■ EXERCISE INSTRUCTIONS: Print the lines below word for word, from the very first line through the one that contains "Segment each instance of the air", including both.

(Entries from an annotation dataset)
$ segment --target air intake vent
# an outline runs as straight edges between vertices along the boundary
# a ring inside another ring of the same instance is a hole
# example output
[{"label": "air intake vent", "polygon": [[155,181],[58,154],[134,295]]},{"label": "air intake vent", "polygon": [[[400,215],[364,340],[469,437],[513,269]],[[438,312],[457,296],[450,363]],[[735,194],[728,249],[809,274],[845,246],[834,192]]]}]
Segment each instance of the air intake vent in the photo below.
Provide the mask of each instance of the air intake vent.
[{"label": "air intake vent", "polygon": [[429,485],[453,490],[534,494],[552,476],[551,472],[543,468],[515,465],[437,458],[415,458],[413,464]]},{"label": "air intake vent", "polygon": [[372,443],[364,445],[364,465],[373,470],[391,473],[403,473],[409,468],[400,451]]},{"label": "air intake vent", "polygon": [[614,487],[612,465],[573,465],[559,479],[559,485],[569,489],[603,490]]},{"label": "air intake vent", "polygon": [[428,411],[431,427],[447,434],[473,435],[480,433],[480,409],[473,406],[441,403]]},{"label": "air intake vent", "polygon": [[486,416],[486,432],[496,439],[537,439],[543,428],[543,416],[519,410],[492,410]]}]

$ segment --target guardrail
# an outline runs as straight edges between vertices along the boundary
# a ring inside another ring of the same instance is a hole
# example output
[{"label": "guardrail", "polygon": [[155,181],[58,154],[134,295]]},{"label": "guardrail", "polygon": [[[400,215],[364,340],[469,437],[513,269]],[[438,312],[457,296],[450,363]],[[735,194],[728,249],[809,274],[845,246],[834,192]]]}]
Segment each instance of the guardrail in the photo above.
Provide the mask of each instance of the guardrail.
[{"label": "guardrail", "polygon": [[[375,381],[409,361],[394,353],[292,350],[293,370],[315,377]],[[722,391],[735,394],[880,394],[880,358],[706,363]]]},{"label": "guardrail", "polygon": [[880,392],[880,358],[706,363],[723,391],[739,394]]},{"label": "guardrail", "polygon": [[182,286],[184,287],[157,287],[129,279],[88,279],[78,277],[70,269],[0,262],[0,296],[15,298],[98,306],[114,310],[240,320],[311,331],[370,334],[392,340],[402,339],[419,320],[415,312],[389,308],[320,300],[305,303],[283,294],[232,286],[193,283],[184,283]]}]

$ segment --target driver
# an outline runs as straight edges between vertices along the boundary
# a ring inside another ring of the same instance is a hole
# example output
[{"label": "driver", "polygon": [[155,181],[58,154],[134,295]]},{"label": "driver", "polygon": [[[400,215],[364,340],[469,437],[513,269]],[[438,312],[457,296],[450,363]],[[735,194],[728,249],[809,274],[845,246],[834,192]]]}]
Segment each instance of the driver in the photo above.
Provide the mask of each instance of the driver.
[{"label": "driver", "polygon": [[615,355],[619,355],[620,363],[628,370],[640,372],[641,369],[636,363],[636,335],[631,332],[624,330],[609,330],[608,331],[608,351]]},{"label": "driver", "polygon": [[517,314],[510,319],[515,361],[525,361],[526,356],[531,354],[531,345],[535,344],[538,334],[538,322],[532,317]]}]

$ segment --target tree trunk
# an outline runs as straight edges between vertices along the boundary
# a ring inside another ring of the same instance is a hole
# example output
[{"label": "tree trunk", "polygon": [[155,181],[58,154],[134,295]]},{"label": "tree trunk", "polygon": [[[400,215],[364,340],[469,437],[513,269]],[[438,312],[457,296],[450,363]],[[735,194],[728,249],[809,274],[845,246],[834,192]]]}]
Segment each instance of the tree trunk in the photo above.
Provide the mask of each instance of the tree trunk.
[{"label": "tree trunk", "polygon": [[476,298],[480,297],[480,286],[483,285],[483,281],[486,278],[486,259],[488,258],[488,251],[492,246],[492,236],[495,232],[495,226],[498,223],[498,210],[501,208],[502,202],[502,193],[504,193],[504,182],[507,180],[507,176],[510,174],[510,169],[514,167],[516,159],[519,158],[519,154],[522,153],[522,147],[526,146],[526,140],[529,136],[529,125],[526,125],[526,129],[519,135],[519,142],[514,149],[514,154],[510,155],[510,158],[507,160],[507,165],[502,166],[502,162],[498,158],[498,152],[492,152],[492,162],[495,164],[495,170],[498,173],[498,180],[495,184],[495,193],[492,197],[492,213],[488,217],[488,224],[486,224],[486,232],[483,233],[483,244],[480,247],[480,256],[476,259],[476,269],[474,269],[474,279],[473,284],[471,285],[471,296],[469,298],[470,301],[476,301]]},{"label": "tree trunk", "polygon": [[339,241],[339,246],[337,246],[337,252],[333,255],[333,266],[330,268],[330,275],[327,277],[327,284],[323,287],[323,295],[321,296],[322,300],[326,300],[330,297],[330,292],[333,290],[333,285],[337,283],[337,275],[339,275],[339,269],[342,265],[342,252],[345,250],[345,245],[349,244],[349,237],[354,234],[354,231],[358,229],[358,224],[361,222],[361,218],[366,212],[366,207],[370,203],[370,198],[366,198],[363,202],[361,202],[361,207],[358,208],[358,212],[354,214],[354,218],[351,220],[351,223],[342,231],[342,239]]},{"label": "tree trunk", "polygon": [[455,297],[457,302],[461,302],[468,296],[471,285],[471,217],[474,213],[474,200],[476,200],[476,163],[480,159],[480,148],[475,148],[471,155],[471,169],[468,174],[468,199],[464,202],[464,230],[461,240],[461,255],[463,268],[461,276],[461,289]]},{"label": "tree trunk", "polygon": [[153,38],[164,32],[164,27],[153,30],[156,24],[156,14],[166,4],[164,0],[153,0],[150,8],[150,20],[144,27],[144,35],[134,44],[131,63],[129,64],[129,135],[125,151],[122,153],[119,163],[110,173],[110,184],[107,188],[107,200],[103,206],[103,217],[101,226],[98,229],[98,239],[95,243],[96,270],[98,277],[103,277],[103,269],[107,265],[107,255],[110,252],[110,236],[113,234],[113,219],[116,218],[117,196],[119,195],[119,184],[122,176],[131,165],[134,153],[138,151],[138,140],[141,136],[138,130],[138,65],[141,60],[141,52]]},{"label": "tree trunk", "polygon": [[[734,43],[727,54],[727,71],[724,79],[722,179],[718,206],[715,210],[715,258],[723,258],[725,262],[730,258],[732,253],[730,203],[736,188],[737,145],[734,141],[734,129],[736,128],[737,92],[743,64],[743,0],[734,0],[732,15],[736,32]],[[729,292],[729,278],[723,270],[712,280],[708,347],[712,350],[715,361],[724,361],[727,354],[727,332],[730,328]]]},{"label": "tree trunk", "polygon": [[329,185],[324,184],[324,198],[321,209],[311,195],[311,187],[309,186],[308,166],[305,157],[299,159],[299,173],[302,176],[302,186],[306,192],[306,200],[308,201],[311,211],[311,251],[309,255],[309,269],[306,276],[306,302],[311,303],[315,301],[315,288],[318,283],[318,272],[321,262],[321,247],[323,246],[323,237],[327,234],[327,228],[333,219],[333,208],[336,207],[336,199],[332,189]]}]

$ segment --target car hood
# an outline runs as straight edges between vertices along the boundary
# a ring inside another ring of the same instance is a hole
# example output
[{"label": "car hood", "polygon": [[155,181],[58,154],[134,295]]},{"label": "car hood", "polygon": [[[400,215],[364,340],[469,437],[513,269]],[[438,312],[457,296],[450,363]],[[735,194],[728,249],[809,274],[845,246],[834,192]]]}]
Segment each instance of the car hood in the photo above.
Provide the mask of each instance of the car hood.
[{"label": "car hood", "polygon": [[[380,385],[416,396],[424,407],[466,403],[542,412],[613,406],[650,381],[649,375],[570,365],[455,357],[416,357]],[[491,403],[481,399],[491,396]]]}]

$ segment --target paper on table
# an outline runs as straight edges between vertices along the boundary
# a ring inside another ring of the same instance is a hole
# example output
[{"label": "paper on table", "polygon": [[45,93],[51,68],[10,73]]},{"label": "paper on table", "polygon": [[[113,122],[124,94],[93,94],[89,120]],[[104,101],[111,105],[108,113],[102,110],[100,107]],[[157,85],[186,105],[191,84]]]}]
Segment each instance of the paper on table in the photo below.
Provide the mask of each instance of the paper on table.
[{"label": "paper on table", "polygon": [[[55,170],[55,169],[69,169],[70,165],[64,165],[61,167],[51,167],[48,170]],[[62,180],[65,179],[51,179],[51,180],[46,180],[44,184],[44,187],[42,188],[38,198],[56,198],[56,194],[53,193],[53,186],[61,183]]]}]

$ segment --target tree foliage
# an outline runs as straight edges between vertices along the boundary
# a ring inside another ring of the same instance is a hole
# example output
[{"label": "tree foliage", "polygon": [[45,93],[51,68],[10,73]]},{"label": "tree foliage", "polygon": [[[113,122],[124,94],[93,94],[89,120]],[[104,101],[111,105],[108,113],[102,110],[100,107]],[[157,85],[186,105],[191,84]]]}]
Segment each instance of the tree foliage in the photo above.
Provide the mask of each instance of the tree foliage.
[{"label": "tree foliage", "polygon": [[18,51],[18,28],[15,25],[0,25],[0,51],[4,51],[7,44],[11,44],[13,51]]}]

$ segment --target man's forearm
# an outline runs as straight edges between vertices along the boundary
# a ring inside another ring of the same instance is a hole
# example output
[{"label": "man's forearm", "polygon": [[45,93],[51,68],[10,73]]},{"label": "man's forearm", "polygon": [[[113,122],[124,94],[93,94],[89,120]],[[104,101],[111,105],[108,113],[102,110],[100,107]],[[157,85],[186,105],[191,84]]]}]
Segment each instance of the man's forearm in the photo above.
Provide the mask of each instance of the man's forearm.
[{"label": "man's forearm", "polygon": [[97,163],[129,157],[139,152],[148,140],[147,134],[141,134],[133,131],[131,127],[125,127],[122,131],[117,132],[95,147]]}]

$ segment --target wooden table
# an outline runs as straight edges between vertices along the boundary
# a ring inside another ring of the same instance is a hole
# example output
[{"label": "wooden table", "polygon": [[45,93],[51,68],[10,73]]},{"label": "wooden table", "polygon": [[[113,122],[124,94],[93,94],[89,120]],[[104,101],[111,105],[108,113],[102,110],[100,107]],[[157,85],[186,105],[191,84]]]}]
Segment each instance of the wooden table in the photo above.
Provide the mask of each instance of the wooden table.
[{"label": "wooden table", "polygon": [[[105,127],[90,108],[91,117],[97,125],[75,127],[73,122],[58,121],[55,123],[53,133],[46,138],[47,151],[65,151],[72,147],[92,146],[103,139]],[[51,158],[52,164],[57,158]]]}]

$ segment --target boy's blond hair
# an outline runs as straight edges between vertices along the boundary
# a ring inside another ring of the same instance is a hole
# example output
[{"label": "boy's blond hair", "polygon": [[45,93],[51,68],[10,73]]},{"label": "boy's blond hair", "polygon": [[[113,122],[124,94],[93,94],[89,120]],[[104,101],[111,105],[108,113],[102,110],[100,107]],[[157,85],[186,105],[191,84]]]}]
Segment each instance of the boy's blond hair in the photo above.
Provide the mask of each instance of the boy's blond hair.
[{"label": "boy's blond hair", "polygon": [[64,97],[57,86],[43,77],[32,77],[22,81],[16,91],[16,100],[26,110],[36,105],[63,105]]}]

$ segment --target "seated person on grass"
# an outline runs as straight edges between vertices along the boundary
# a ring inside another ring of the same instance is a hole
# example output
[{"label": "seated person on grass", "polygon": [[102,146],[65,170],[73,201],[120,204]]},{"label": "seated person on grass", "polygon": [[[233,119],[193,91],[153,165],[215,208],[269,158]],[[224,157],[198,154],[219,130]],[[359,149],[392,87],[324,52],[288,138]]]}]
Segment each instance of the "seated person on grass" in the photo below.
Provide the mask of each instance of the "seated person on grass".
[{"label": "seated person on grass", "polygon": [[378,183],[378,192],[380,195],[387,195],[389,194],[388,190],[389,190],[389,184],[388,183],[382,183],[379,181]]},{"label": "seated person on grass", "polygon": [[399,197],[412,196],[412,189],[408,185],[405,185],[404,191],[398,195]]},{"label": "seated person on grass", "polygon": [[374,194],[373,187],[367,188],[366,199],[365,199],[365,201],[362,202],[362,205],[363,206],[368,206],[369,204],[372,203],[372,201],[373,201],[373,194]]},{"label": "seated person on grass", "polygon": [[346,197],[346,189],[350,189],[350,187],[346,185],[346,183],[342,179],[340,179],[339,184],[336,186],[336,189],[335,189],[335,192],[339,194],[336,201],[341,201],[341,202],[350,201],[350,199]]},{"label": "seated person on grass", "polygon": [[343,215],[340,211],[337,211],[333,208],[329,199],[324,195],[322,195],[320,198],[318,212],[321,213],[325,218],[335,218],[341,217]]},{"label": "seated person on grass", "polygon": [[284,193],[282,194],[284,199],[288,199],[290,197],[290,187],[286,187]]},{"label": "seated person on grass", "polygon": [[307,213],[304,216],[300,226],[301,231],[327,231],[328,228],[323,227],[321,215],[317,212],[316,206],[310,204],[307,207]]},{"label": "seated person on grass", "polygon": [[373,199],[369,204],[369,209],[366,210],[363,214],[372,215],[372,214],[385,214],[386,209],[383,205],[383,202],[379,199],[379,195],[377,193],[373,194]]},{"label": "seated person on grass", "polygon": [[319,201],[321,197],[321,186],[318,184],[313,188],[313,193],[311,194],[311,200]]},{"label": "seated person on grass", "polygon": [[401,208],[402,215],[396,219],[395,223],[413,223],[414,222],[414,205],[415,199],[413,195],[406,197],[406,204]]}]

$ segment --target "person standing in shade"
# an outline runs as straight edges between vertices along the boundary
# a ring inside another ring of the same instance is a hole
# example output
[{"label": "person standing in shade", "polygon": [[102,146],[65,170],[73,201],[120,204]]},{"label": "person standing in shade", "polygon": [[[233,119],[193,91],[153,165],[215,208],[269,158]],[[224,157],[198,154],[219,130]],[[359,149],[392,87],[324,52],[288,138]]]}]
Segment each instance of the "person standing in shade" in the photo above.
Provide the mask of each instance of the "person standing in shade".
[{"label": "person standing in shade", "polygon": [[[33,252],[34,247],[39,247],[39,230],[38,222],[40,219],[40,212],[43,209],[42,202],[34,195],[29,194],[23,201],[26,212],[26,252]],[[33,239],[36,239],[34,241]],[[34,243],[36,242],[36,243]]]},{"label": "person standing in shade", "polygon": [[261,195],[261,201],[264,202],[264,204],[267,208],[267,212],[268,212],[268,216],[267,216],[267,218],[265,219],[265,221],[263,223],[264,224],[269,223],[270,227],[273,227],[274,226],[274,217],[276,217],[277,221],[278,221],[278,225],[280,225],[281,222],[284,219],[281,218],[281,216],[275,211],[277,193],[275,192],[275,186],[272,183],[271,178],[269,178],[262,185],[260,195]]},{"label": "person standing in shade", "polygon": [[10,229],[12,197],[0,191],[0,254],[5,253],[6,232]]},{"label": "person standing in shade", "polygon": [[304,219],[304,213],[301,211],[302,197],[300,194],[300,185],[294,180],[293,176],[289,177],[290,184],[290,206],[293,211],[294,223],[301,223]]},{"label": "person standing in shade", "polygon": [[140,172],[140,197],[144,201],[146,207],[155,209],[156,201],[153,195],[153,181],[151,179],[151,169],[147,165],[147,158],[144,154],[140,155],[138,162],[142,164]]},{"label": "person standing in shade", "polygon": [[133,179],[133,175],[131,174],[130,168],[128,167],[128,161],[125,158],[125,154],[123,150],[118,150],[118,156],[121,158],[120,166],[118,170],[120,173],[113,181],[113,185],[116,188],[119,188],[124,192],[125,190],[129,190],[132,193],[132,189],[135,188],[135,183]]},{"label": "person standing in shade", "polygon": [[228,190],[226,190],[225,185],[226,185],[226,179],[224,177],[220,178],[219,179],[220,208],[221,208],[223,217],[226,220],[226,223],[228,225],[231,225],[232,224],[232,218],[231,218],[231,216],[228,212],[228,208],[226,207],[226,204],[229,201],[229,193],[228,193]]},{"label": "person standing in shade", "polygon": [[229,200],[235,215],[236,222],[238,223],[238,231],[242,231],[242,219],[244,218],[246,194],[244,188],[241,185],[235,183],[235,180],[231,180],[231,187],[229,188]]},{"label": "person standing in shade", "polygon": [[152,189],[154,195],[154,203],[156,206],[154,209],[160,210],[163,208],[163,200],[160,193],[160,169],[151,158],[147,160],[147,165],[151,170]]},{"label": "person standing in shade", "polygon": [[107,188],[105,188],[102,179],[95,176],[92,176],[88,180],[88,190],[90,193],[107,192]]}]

■ COMPLETE OUTPUT:
$ segment --target air intake vent
# an outline runs as straight edges between vertices along the boundary
# a ring inside another ring of the same instance is a hole
# example output
[{"label": "air intake vent", "polygon": [[155,181],[58,154],[134,295]]},{"label": "air intake vent", "polygon": [[[400,215],[364,340],[469,437],[513,269]],[[438,312],[457,296],[450,363]],[[735,194],[728,249],[809,274],[845,246],[834,192]]]}]
Segment each instance of the air intake vent in the photo below.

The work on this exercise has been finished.